Ellen Tran was convicted of first-degree reckless homicide on Oct. 25, 2018, following a four-day trial in which the state argued she caused the boy to suffer fatal brain trauma.

Judge Patrick O'Melia later sentenced her to 15 years initial confinement followed by seven years extended supervision.

On Jan. 31, Dr. Tran filed a motion requesting the $50,000 be returned to him.

An attorney for Tran's former wife immediately objected to the doctor's motion, arguing the funds were properly transferred to his firm's trust account as payment for services rendered as agreed upon when the firm took on Mrs. Tran as a client in July 2017.

According to court records, the dispute over the bail money is tied to a drafting error.

According to a brief filed by Ellen Tran's attorney Jonas Bednarek, both Trans signed an agreement in July 2017 that included the following: "Trung Tran agrees to sign an Assignment of Bail assigning the monies posted as bail on case number 2017 CF 102 in the amount of $50,000 to Hurley, Burish & Stanton, S.C. Should the bail money not be returnable to Hurley, Burish & Stanton, S.C. , at the conclusion of the representation, Trung Tran agrees to be personally responsible for this amount."

◆ Data block:
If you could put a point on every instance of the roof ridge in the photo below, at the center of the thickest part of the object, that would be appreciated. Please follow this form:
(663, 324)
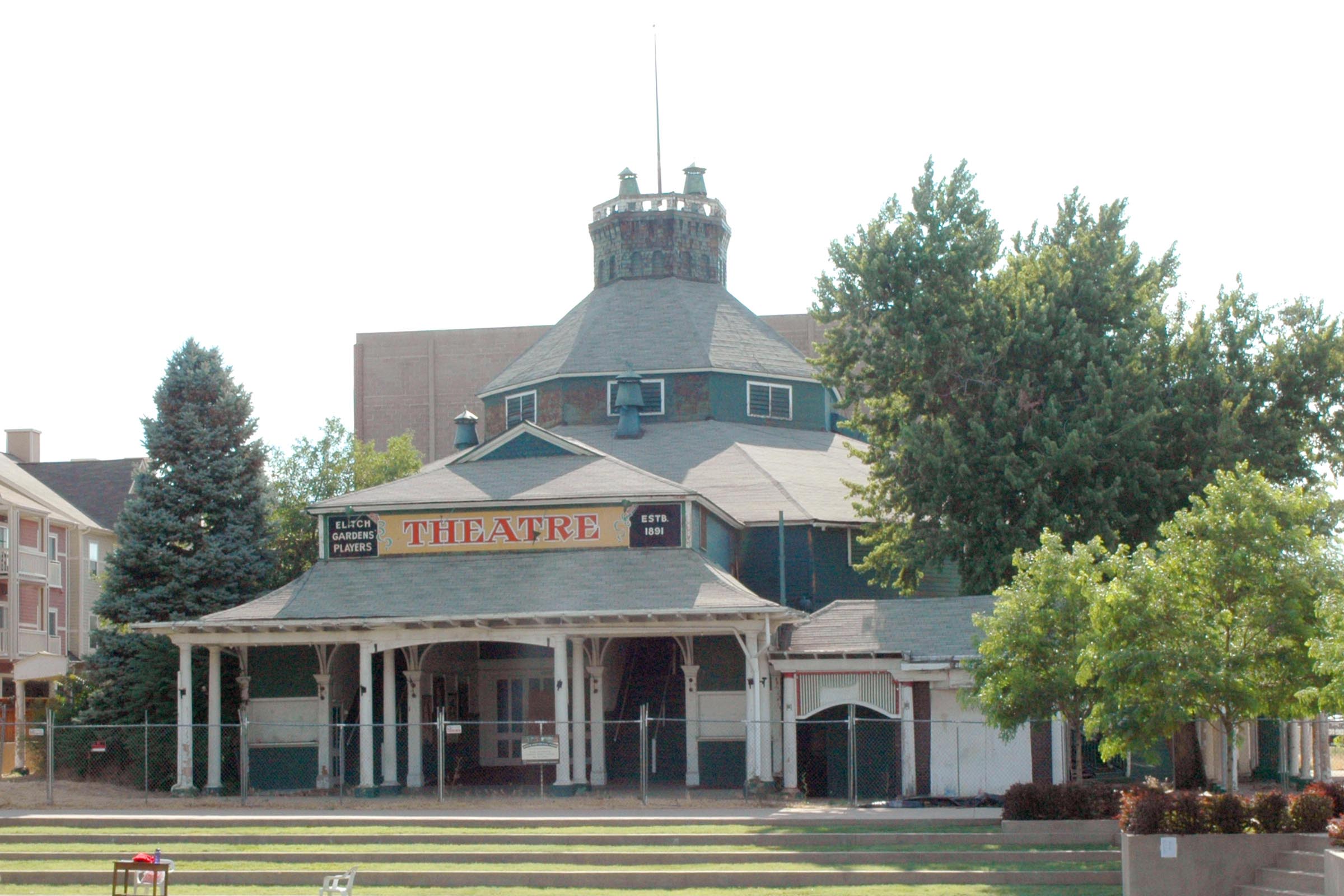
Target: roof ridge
(778, 487)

◆ What is being asked: Reproduce the full passage above about the dispute over the Tran bail money, word for word.

◆ Answer below:
Ellen Tran was convicted of first-degree reckless homicide on Oct. 25, 2018, following a four-day trial in which the state argued she caused the boy to suffer fatal brain trauma.

Judge Patrick O'Melia later sentenced her to 15 years initial confinement followed by seven years extended supervision.

On Jan. 31, Dr. Tran filed a motion requesting the $50,000 be returned to him.

An attorney for Tran's former wife immediately objected to the doctor's motion, arguing the funds were properly transferred to his firm's trust account as payment for services rendered as agreed upon when the firm took on Mrs. Tran as a client in July 2017.

According to court records, the dispute over the bail money is tied to a drafting error.

According to a brief filed by Ellen Tran's attorney Jonas Bednarek, both Trans signed an agreement in July 2017 that included the following: "Trung Tran agrees to sign an Assignment of Bail assigning the monies posted as bail on case number 2017 CF 102 in the amount of $50,000 to Hurley, Burish & Stanton, S.C. Should the bail money not be returnable to Hurley, Burish & Stanton, S.C. , at the conclusion of the representation, Trung Tran agrees to be personally responsible for this amount."